Rescale the records from the line with "Reviewer check: every instance of the man" through the end of the records, giving only those lines again with the requests included. Multiply each keypoint coordinate in the answers by 0.95 and round to whole numbers, with halves rounded up, but leave the numbers in the requests and their format samples unchanged.

> [Provided entries]
——————

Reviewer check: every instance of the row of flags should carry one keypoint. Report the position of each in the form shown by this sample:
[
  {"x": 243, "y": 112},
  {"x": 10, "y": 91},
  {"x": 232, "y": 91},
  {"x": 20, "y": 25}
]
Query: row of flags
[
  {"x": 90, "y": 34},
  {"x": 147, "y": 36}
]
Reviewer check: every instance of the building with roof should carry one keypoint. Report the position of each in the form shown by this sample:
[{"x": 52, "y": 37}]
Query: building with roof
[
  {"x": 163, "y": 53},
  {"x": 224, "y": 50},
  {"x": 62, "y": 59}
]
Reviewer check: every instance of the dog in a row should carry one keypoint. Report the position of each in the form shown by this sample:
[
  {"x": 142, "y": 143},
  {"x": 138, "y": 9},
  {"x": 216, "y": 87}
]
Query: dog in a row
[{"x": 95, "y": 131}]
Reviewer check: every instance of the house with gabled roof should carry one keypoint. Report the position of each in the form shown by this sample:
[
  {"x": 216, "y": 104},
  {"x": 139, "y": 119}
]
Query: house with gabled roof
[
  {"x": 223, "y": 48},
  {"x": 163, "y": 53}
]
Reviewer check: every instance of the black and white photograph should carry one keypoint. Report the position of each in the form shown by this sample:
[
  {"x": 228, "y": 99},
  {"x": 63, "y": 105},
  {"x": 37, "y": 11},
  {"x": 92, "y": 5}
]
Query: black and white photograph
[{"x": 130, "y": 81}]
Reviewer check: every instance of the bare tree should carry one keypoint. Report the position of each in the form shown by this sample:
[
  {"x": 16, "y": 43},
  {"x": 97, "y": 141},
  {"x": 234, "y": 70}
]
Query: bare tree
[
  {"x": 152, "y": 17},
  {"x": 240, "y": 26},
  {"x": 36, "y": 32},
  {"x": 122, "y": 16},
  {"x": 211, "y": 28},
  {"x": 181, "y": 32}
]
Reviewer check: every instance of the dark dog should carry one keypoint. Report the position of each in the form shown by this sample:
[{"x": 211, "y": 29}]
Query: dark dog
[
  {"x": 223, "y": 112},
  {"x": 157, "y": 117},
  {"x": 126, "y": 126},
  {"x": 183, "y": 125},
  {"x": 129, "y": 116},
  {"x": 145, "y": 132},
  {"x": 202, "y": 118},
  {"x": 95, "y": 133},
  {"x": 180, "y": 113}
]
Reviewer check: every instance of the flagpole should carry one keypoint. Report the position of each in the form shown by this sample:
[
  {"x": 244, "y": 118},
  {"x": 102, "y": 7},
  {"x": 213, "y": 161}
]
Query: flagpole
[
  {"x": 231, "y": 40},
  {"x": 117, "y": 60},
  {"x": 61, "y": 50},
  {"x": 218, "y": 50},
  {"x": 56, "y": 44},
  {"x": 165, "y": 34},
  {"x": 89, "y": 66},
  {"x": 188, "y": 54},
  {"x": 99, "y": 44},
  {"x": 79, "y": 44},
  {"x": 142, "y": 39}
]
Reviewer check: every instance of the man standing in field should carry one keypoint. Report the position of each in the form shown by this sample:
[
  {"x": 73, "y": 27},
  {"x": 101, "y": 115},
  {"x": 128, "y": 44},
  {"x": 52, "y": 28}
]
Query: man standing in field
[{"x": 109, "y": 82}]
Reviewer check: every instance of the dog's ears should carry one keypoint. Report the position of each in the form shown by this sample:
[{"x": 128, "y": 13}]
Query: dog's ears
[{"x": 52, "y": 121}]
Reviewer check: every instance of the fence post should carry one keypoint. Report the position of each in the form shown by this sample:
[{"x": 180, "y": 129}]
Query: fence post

——————

> [Task result]
Reviewer check: every instance of the man standing in field should carry one keypoint. Report the position of each in the form shown by this sample:
[
  {"x": 73, "y": 27},
  {"x": 101, "y": 115},
  {"x": 128, "y": 44},
  {"x": 52, "y": 28}
]
Query: man standing in field
[{"x": 104, "y": 78}]
Reviewer check: every instance of the dog's ears should carry one keypoint. Report the position of each in the form shown by this sample:
[{"x": 128, "y": 13}]
Query: dog's ears
[{"x": 49, "y": 115}]
Reviewer check: every instance of the fence post should carry one keypoint. Report the position of each in the form shown by this sample:
[{"x": 180, "y": 129}]
Query: fence post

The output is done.